***** EXTRACT *****

# 1968 Goat with no spark



## CJD (Feb 2, 2008)

I bought my Goat one year ago and I am finally going through it. I thought I would do a major tune-up to start out fresh and know exactly where the car was from that aspect. That's where the fun began. After installling new plugs wires, rotor and cap, I have no spark to the engine. I went to Auto-Zone and had the ignition module checked and it was bad so I thought I found the problem. I installed the new ignition module and the vehicle would not fire. My question is this; On the cap it shows 12+ coming in and a tach signal out. Does the 12+ come as a switched ignition input from the ignition and if so, how do I validate the operation (test light etc.).

Thanks,

CJD


----------



## Rukee (Feb 8, 2007)

Welcome to the forums.
Yes there should be keyed battery voltage to the 12+ at the distributor. Using a test light it should light up anytime the key is on and when cranking.


----------



## macgto7004 (Jul 22, 2007)

Dumb question, but, did you check the coil and voltage regulator?

Russ


----------



## Rukee (Feb 8, 2007)

A voltage regulator will not cause a no-spark, but a bad coil will. Just to check, did you transfer the ground strap from under the coil on the old cap and correctly install the new center electroid when you moved the coil to the new cap?


----------

***** DATA SHOWN *****

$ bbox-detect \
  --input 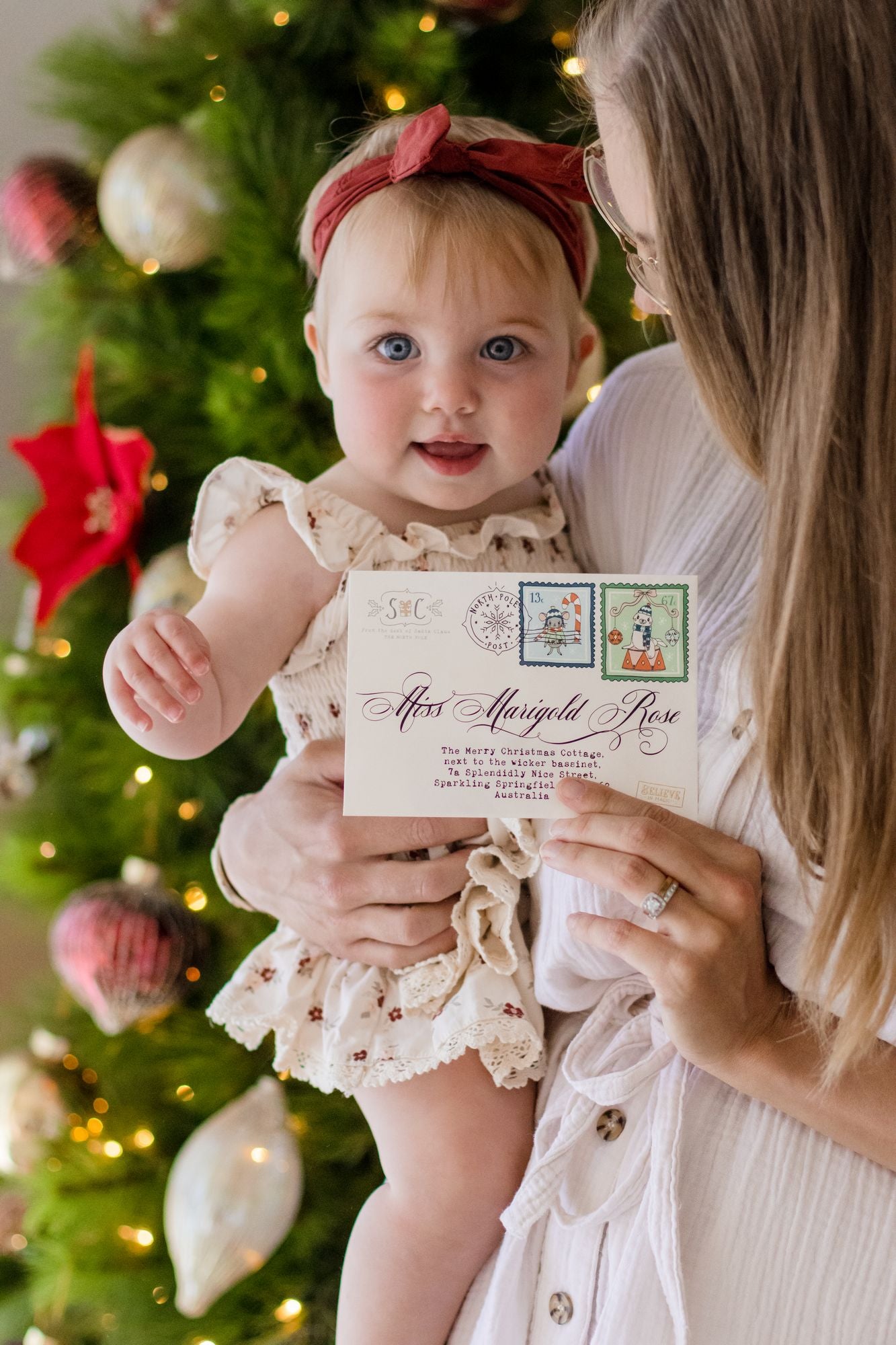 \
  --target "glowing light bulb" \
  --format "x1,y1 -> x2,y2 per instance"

*****

### STATED PROBLEM
According to the forum thread about the 1968 Goat with no spark, when should a test light on the distributor's 12+ terminal light up? This material has no connection to the forum thread.

### RESPONSE FOR THIS EXERCISE
It should light up anytime the key is on and when cranking.